● **EXCERPTED TEXT**
The recent report of the Committee on Investor Awareness and Protection, headed by D. Swarup, Chairman, Pension Fund Regulatory and Development Authority, has rattled life insurance agents throughout the country.

The committee has recommended that instead of paying commission, insurance companies should ask their agents to charge their clients a fee for the advice given. This will lead to a cut-throat competition and end up in customers preferring agents charging the lowest fee over those capable of giving the best advice.

Sec. 41 of the Insurance Act prohibits an agent giving part of the commission to his client since such rebating will give rise to unfair trade practices and induce the customer to prefer an agent giving higher rebate. When the Insurance Regulatory and Development Authority (IRDA), the Life Insurance Corporation and agents’ organisations are striving to rid the industry of this unfair practice, it is unfortunate that the committee has recommended it as a desirable practice.

Much maligned lot

The committee has stated that a huge sum of Rs. 14,704 crore is being paid as commission to agents. When divided by the number of agents, this would amount to just Rs. 8,000 a month per agent, much lower than what a clerk in government service gets. The agent can only dream of job security, guaranteed pay with regular increments and fixed hours of work.

On an average, he has to meet 10 prospects, at times convenient to each, to procure one policy. Not only that. The first year commission constitutes a major portion of his income and about 50 per cent of it goes towards expenses for procuring the business.

To make matters worse, the effect of the Insurance Amendment Bill introduced in Parliament will be to remove some of the existing provisions for protection of agents. In 1993, a sample survey, covering cities, towns and villages across the country, was conducted by an independent agency. More than 95 per cent of the persons interviewed could recognise the LIC’s emblem and had a good opinion of the organisation. The credit for creating such an awareness for insurance goes to the field force. Why then is this class of insurance workers being meted out such a bizarre treatment? It defies all logic.

Front loading myth

The committee has also criticised the front loading of the cost by life insurance companies. This refers to the practice of recovering upfront from the policyholder the cost across many years. In actual practice, however, just the reverse happens.

The higher first year cost of insurance companies is not due only to agency commission. It includes the cost of (a) agency managers, whose duty it is to recruit and train the agents and also guide them continuously about the new products and changes in rules and regulations (b) sales managers (c) medical examinations, underwriting of risk and issue of policies and (d) publicity and promotion. This higher first year cost and other renewal costs are spread uniformly over the entire term of the policy and included in the premium charged. That is, the companies first spend and recover the amount spent over the years. In many developed countries, the high first year cost is collected upfront separately as policy fee and does not form part of the premium. Not so in India. Only under unit linked insurance products, which are a recent phenomenon, is there some front loading.

The LIC enjoys the distinction of having the lowest first year cost ratio among insurance companies of all countries. The new insurance companies in the private sector will reach this comfortable level in the next ten years. The Indian consumer is thus in a better position than his counterparts elsewhere.

● **DATA SECTION**
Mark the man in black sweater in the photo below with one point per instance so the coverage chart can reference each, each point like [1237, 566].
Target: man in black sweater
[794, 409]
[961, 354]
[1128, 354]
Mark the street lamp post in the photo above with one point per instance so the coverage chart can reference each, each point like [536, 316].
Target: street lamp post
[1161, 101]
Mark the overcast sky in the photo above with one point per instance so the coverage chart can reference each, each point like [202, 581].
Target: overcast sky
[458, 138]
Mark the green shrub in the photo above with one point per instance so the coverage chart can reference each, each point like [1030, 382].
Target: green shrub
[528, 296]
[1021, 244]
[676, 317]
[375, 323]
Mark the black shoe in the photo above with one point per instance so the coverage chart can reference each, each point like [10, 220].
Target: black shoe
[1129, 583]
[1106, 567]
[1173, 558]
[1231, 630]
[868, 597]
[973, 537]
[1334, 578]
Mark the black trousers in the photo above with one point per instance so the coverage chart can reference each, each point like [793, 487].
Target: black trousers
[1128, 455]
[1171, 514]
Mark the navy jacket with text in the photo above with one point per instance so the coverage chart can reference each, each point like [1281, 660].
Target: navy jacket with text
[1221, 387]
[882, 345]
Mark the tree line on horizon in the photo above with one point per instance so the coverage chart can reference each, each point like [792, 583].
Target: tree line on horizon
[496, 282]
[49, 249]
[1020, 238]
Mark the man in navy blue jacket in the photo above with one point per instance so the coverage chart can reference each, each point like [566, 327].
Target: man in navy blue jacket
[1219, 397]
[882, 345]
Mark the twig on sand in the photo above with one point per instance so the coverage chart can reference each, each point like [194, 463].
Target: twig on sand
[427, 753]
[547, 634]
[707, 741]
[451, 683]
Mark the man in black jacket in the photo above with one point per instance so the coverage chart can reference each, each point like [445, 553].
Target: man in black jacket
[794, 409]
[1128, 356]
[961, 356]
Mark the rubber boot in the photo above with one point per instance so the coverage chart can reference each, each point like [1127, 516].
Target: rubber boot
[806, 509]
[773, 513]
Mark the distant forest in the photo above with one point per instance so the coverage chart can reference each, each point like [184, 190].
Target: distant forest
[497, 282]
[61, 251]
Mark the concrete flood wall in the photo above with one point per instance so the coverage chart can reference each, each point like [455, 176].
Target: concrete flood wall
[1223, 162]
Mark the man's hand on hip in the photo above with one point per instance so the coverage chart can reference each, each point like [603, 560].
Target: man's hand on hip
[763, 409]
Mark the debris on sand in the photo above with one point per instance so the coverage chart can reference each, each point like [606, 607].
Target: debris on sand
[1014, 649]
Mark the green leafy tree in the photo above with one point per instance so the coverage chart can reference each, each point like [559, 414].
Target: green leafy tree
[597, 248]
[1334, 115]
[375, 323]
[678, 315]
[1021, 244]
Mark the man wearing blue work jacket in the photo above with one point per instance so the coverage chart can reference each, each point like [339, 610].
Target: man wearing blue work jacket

● **WHAT YOU WILL DO**
1. From the article on life insurance agents, repeat the passage from "On an average, he" up to and including "procuring the business.".
2. In the article on life insurance agents, how many prospects must an agent meet on average to procure one policy?
3. Condense the paragraph of the article on life insurance agents that begins "The higher first year cost of insurance companies" into a short bulleted list that keeps its main facts.

● **ANSWERS BELOW**
1.
On an average, he has to meet 10 prospects, at times convenient to each, to procure one policy. Not only that. The first year commission constitutes a major portion of his income and about 50 per cent of it goes towards expenses for procuring the business.

2. Ten prospects.

3.
- Insurers' higher first year cost comes from more than agency commission.
- It also covers agency managers who recruit, train and guide agents; sales managers; medical examinations, risk underwriting and policy issue; and publicity and promotion.
- This cost and the renewal costs are spread uniformly over the policy term and included in the premium, so companies spend first and recover the amount over the years.
- In many developed countries, the high first year cost is collected upfront as a separate policy fee, but not in India.
- In India, only the recent unit linked insurance products involve some front loading.